● Consigne
D'après Anouk Grinberg dans l'entretien, comment Alain Françon décrit-il les bons textes ?

● Document source
%%
Alain Françon ( Mise en scène )


: Un increvable désir de vivre

Propos recueillis par Florence Thomas

Alain Françon, votre collaboration avec Anouk Grinberg est née lorsque vous avez créé L’Ordinaire, d’autres spectacles ont suivi Noises, Les Voisins, Un mois à la campagne aujourd’hui Anouk vous avez sollicité Alain pour travailler sur ces textes dits, d’art brut. En quoi était-il important que vous soyez réunis ?


Anouk Grinberg — C’est important, comme quand les gens qui s’aiment bien ont la possibilité de se retrouver et de faire quelque chose ensemble. Le spectacle avait déjà eu une vie et Alain nous a rejoint pour lui en donner une seconde. Ces textes n’ont jamais eu de légitimité et Alain est un des metteurs en scène qui respecte le plus les auteurs et leurs œuvres. Il dit que les bons textes sont « la prose du monde ». Ces textes-là n’ont jamais été lus par ceux à qui ils étaient adressés, ils ont été enfermés dans des tiroirs, niés ; là ils sont accompagnés par quelqu’un qui prend soin d’eux, qui les écoute, qui les fait agir. L’intelligence sensible d’Alain est réparatrice et joyeuse.


Alain, Anouk dit que votre présence est réparatrice ?


Alain Françon — Elle veut dire que c’est une manière artisanale de parler de la mise en scène.
%%
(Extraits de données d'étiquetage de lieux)
%%
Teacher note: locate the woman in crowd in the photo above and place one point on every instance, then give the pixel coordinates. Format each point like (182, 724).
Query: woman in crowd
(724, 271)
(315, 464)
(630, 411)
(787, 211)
%%
● Réponse
Il dit que les bons textes sont « la prose du monde ».